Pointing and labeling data
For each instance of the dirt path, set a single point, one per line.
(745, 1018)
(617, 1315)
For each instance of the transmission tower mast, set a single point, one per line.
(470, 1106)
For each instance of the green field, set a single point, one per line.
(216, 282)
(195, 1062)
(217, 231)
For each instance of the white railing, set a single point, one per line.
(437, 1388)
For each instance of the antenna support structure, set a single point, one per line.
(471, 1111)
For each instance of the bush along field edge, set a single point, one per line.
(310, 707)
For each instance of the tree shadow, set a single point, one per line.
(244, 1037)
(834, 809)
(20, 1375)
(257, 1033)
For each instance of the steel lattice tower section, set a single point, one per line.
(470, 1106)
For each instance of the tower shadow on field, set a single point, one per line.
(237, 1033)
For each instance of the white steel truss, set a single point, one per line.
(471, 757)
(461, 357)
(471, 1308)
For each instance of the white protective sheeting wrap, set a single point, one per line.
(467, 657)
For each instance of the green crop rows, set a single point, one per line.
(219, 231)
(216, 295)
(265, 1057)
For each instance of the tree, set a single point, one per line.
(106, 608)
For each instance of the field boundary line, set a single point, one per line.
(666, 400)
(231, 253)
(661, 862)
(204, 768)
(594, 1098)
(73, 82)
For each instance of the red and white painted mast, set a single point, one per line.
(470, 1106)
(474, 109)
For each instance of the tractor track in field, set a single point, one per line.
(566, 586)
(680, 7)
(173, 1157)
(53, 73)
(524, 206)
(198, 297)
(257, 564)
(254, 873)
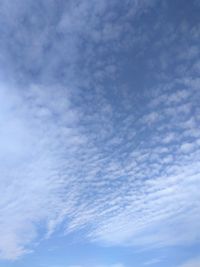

_What you should do_: Collect every line of the data above that contains the string "mast", and list those lines.

_Response to this task_:
For each instance of the transmission tower mast, set a single point, one per line.
For each instance of the red and white painted mast, set a single point, one per line.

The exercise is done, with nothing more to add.